WHAT IS NEEDED: Every entry should be reproduced word for word.

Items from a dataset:
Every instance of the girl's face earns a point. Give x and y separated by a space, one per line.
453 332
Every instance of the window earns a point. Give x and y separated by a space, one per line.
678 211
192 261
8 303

SOLUTION FOR THIS TASK:
Every instance of the girl's face earns a point. Give x and y separated by a space, one per line.
453 332
Every instance of the window earns a point. Give x and y separated by a space, one per line.
678 211
192 261
8 303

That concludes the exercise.